*** Opening of THE INPUT ***
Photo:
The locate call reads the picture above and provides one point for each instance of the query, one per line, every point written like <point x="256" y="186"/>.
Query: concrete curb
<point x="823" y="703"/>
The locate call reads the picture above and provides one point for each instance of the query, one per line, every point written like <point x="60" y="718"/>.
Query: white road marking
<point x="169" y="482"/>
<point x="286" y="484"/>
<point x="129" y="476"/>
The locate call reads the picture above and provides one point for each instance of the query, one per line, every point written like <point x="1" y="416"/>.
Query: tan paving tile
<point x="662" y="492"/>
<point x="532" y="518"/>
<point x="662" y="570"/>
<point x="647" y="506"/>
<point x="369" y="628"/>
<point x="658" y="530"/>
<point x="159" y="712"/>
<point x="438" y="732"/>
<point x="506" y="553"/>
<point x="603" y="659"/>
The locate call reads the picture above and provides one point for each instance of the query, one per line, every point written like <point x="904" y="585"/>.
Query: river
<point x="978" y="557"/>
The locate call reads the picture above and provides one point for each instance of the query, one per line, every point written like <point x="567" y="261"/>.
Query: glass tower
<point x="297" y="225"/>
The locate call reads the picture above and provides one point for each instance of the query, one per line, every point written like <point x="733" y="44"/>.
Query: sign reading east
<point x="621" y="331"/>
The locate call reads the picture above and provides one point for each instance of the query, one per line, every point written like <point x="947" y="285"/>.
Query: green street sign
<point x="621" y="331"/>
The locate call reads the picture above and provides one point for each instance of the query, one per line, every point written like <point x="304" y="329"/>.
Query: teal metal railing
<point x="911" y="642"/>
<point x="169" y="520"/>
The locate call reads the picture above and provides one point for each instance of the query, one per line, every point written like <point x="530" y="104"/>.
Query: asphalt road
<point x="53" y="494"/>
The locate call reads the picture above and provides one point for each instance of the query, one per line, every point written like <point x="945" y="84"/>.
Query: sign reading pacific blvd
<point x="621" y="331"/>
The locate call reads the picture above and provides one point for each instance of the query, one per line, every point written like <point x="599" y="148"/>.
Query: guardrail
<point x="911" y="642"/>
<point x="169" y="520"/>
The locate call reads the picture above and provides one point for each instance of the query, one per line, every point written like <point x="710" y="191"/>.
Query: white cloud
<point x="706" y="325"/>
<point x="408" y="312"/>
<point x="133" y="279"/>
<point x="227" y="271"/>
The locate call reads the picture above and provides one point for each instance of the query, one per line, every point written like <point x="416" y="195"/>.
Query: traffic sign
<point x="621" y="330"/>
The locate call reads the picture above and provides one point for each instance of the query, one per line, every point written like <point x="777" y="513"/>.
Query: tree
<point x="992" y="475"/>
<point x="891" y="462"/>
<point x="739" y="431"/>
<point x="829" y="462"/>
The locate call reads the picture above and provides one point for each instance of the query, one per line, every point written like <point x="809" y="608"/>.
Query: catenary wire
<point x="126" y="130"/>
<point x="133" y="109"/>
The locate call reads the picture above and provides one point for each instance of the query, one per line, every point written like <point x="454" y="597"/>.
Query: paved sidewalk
*** Close of THE INPUT ***
> WHAT THE TASK ASKS
Once you have read the records above, please copy them out exactly.

> ANSWER TO THIS PROBLEM
Photo:
The locate call reads the picture above and provides one point for each instance of the query, one per line, every point written like <point x="256" y="186"/>.
Query: concrete curb
<point x="823" y="703"/>
The locate call reads the picture above and provides one point for each instance of the query, one per line, every point written like <point x="60" y="718"/>.
Query: white road marking
<point x="169" y="482"/>
<point x="286" y="484"/>
<point x="129" y="476"/>
The locate call reads the picture above and provides one point for each instance of the query, one per line, every point written like <point x="1" y="416"/>.
Query: tan paving tile
<point x="662" y="492"/>
<point x="532" y="518"/>
<point x="662" y="570"/>
<point x="647" y="506"/>
<point x="369" y="628"/>
<point x="658" y="530"/>
<point x="159" y="712"/>
<point x="438" y="732"/>
<point x="506" y="553"/>
<point x="603" y="659"/>
The locate call reads the picture above and provides one point for each instance of the query, one per line, every point written like <point x="904" y="585"/>.
Query: river
<point x="978" y="557"/>
The locate call reads the picture above and provides one point for each instance of the query, one per line, every point written like <point x="567" y="261"/>.
Query: glass tower
<point x="297" y="225"/>
The locate call reads the picture above and provides one point for each instance of the query, one per line, every point written like <point x="733" y="44"/>.
Query: sign reading east
<point x="621" y="331"/>
The locate call reads the picture above and provides one point for each instance of the query, one per line, every point written like <point x="947" y="285"/>.
Query: green street sign
<point x="621" y="331"/>
The locate call reads the picture above and provides one point for each instance of the query, one per line, every point written like <point x="304" y="329"/>.
Query: teal metal railing
<point x="911" y="642"/>
<point x="169" y="520"/>
The locate call reads the picture above and provides one point for each instance of the query, one per line, every point written like <point x="530" y="104"/>.
Query: asphalt road
<point x="53" y="494"/>
The locate call reads the picture above and provides one point for each instance of the query, one per line, every point written like <point x="945" y="84"/>.
Query: sign reading pacific blvd
<point x="621" y="331"/>
The locate call reads the picture above and provides one point for each instance of the query, one per line, every point written like <point x="599" y="148"/>.
Query: guardrail
<point x="911" y="642"/>
<point x="169" y="520"/>
The locate call reads the picture above and provides one point for each instance of the query, one per line, every point written like <point x="710" y="191"/>.
Query: white cloud
<point x="706" y="325"/>
<point x="408" y="312"/>
<point x="133" y="279"/>
<point x="227" y="271"/>
The locate call reads the picture above and provides one point for each instance of the query, one per line, every point written like <point x="416" y="195"/>.
Query: traffic sign
<point x="621" y="330"/>
The locate call reads the picture above and provides one point for each instance of the query, one per line, every point written like <point x="777" y="513"/>.
Query: tree
<point x="992" y="475"/>
<point x="891" y="462"/>
<point x="739" y="431"/>
<point x="829" y="462"/>
The locate call reads the picture above and provides one point for each instance of the query, one per line, every point written like <point x="809" y="608"/>.
Query: catenary wire
<point x="126" y="130"/>
<point x="133" y="109"/>
The locate call reads the picture above and provides one point for each instance of the query, one per line, every point written like <point x="454" y="597"/>.
Query: paved sidewalk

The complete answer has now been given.